• _Task instructions_
Rewrite the stretch of data from the line containing "In this exercise" through the line containing "x=142, y=194", both ends included, keeping every line in full. Scale each coordinate in the answers by 0.95 and round to whole numbers with halves going up, leaving every other number as it is.

• _Entries_

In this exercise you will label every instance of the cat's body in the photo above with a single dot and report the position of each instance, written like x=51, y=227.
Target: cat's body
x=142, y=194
==
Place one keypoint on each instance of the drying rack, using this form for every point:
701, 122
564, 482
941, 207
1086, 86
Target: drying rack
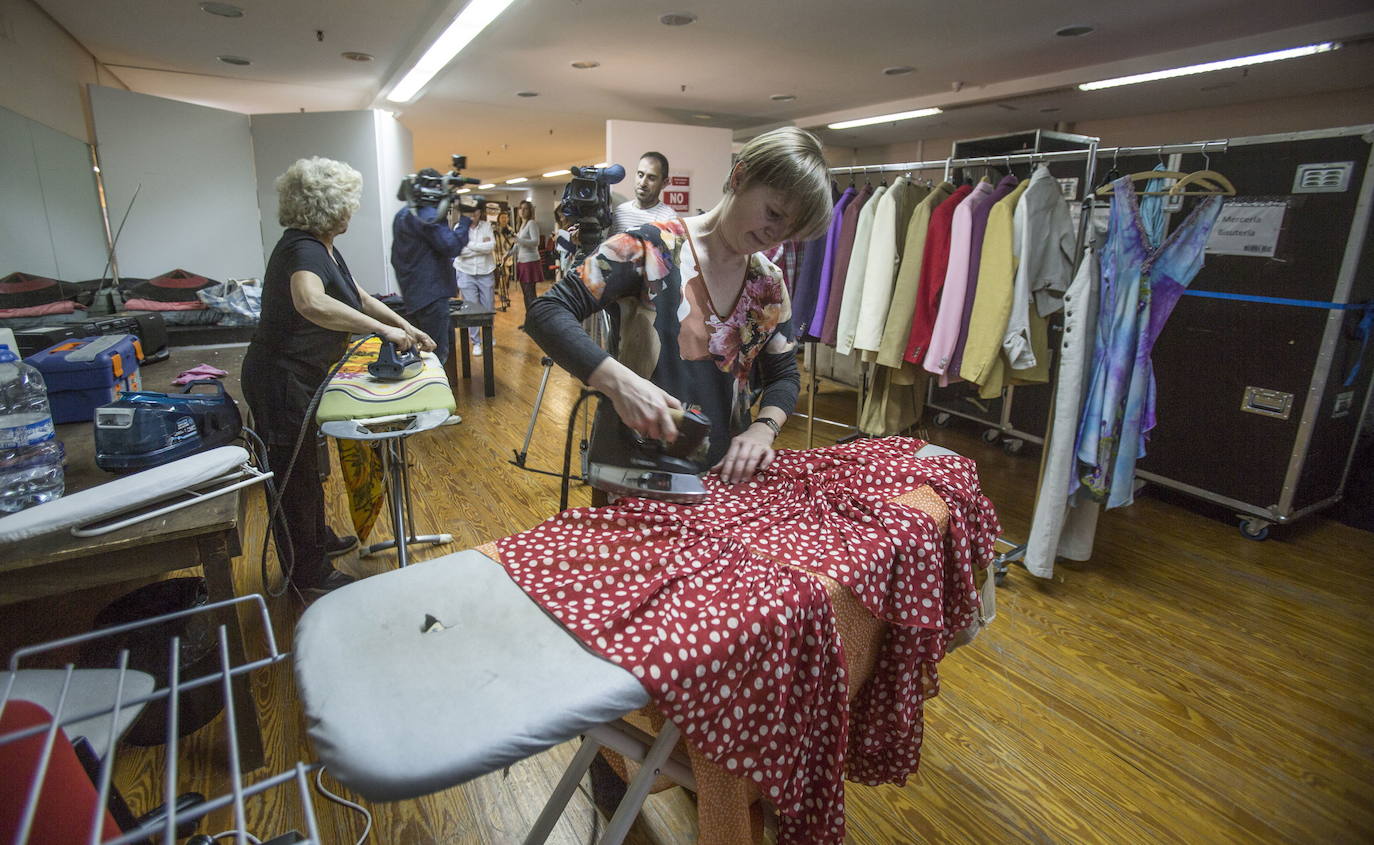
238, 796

• _Reply to the task_
In this exercise you will label every instance of the cat's body in the photo above with a single dot and report the position of each instance, written like x=51, y=227.
Target: cat's body
x=135, y=184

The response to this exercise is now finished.